O QUE SE PEDE: Identifique na listagem abaixo todas as linhas que contêm a palavra "wisteria" e copie-as, levando em conta a diferença entre maiúsculas e minúsculas.
════
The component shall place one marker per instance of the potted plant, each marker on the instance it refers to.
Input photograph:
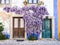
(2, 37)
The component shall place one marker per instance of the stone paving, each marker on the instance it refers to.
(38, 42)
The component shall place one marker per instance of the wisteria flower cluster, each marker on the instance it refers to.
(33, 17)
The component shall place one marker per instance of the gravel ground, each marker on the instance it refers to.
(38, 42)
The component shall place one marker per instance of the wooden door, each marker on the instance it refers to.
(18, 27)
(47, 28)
════
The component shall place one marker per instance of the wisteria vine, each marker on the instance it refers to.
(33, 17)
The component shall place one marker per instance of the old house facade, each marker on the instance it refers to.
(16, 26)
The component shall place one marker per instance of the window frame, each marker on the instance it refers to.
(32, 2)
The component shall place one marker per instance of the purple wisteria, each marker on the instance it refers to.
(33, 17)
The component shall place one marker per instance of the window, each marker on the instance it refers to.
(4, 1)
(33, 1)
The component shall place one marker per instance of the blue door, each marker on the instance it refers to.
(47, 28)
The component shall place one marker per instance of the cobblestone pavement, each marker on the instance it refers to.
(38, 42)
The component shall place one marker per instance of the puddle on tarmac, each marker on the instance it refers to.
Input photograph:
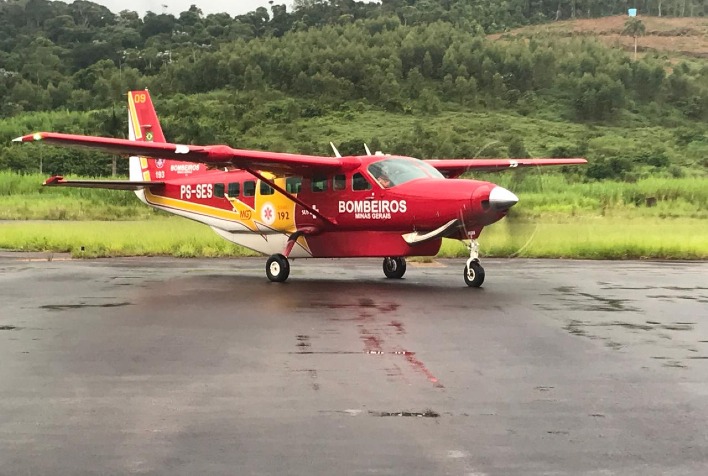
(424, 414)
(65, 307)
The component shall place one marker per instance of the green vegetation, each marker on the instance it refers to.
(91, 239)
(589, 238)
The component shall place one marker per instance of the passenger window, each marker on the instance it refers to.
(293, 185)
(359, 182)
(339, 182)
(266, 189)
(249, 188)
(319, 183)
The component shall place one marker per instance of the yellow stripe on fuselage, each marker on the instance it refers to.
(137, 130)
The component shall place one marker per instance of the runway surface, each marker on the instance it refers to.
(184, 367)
════
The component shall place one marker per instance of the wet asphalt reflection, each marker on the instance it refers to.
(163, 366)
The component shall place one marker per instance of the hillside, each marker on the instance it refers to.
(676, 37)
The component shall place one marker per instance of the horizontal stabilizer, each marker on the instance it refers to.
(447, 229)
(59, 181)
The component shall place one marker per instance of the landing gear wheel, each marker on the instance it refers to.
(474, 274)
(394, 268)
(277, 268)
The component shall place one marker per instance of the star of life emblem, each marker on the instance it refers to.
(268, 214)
════
RESPOSTA AO PROBLEMA:
The component shall place one marker per instance of the wisteria flower cluster, each marker on the instance it refers to.
The component shall place one marker per instance of the wisteria vine, each marker on the instance it refers to.
The component shall place one marker per instance of the purple wisteria, each marker on the instance it refers to.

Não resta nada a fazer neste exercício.